YOUR GOAL: Give back every line of the material below word for word, leaving nothing out and changing nothing.

ENTRIES SUPPLIED:
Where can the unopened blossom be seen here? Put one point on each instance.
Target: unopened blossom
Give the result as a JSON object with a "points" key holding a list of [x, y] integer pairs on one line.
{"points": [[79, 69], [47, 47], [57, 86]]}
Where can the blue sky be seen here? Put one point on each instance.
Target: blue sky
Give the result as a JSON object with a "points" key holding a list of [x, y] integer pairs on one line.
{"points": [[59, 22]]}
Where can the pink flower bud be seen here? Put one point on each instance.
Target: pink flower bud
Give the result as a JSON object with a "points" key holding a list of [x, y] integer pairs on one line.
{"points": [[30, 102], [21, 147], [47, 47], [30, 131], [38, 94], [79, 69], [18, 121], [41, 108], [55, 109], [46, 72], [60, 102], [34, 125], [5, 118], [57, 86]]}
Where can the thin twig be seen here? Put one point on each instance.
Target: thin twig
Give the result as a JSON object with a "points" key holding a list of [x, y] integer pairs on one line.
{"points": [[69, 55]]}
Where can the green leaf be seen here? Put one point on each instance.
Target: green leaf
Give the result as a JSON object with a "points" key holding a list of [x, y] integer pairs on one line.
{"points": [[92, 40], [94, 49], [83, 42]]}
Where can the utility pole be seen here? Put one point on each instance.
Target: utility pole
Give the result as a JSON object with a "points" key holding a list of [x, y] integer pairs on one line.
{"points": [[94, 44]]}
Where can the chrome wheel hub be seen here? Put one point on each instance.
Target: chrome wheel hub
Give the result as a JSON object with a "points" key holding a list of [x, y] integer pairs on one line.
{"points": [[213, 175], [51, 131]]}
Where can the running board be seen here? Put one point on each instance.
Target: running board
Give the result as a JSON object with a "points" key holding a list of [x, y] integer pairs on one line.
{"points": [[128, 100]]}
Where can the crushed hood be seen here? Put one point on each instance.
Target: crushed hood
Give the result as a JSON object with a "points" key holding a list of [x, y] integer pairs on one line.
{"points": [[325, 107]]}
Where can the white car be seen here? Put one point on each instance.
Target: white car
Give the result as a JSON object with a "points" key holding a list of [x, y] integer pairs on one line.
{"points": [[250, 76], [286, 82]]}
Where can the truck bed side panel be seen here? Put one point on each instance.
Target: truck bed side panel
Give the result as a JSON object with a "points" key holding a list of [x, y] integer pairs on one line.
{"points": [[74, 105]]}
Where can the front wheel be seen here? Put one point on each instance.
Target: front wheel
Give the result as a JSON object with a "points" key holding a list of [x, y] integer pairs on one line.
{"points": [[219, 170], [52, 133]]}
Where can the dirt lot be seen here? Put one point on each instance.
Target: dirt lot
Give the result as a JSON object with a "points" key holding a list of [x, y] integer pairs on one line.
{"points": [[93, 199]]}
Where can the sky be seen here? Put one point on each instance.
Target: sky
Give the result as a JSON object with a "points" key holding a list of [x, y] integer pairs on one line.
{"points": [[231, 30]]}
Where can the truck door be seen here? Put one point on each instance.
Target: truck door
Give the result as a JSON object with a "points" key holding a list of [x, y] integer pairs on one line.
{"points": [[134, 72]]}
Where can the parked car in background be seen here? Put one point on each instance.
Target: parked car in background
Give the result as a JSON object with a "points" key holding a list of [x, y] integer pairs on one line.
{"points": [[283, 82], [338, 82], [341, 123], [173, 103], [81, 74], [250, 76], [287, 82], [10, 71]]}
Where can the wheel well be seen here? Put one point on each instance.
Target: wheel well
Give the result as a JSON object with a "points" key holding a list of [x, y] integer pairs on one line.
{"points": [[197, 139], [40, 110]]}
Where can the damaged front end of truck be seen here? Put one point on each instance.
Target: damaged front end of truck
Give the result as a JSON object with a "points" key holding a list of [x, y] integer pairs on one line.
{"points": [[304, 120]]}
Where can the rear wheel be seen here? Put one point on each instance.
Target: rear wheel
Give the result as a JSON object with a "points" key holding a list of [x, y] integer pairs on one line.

RESULT OF THIS EXERCISE:
Where can the unopened blossom be seen here? Put one point on each instance.
Target: unopened blossom
Give the result as a JSON object with a "points" key holding a list of [x, y] integer pairs on one line.
{"points": [[79, 69], [47, 47], [57, 86]]}
Where can the blue sky be seen here? Put one point on each instance.
Target: blue sky
Give the result as a JSON object with a "points" key holding a list of [x, y] integer pairs on one line.
{"points": [[59, 22]]}
Where can the pink flower bud be seen here? Put one point on each instance.
Target: pink flower bud
Give the result as a JSON object with a "points" key holding a list of [x, y] integer pairs on one line.
{"points": [[30, 102], [21, 147], [47, 47], [30, 131], [38, 94], [79, 69], [18, 121], [41, 108], [55, 109], [46, 72], [60, 102], [34, 125], [5, 118], [57, 86]]}
Where can the thin twig be seen here? Put one point on each instance.
Target: thin twig
Give the result as a JSON object with a "points" key holding a list of [x, y] integer pairs on one line.
{"points": [[69, 55]]}
Where can the green leaf be seen here? Put one point on each instance.
Target: green leaf
Give the result as a JSON object with a "points" key holding a list of [x, y] integer pairs on one line.
{"points": [[92, 40], [94, 49], [83, 42]]}
Where can the utility pole be seen here? Put one point on each instance.
Target: utility pole
Give the result as a JSON object with a "points" key holding a list of [x, y] integer pairs on one line.
{"points": [[94, 44]]}
Where can the chrome wheel hub be seen here? Put one point on each instance.
Target: chrome wheel hub
Give the result as a JSON object with a "points" key holding a list of [x, y] integer pairs on one line.
{"points": [[213, 175], [51, 131]]}
Where can the running board be seen here? Put one point on each instance.
Target: running board
Give the result as a JSON object with a "points" key holding a list of [x, y] integer pairs on one line.
{"points": [[128, 100]]}
Where can the crushed hood be seen here? Put one point on each instance.
Target: crushed hood
Give the result as a JSON object with a "points" key holding a list of [x, y] integer pairs on one line.
{"points": [[325, 107]]}
Where can the white car be seen here? Put one point on each instance.
Target: white car
Give the result as a JSON object with a "points" key holding a list of [x, y] integer pairs on one line.
{"points": [[250, 76], [286, 82]]}
Where can the truck bed side panel be seen here? Put one point on each instance.
Target: truck bed side panel
Give the result as a JSON object with a "points" key holding a list of [x, y] integer pairs on one line.
{"points": [[74, 105]]}
Where can the front wheel be seen here? Put one point on each instance.
Target: front wheel
Give the result as a JSON object with a "points" key holding a list of [x, y] integer pairs on one line.
{"points": [[219, 170], [52, 133]]}
Where can the dirt lot be seen here? Put one point on each instance.
Target: dirt lot
Give the result as a JSON object with a "points" key holding a list of [x, y] integer pairs on one line.
{"points": [[93, 199]]}
Where can the sky be seen here? Put one point on each instance.
Target: sky
Give the result as a JSON object with a "points" key holding a list of [x, y] integer pairs on one line.
{"points": [[231, 30]]}
Where can the truck door be seen here? Put one point on each instance.
Target: truck door
Give the result as a JSON object with a "points" key holding a list of [x, y] integer pairs on one line.
{"points": [[134, 72]]}
Where can the parked car in background be seen here? Put one point on each instance.
Target: parked car in background
Give the result as a JSON object with a "points" key holding a list of [x, y] integer pairs on one line.
{"points": [[283, 82], [338, 82], [341, 123], [173, 103], [81, 74], [250, 76], [287, 82], [10, 71]]}
Where can the wheel well be seen here? Put one point on each instance.
Target: wheel well
Give the result as a JSON object with a "points" key holding a list of [x, y] integer pairs on one line.
{"points": [[197, 139], [40, 110]]}
Where can the damaged front end of truck be seen here? Put one point on each instance.
Target: damaged front end of truck
Give the result as a JSON object with a "points" key holding a list of [x, y] integer pairs on one line.
{"points": [[304, 120]]}
Where can the rear wheel be seen here? Put one point on each instance.
Target: rear wheel
Give the result as a JSON object with a "points" key holding a list of [x, y] integer pairs on one line.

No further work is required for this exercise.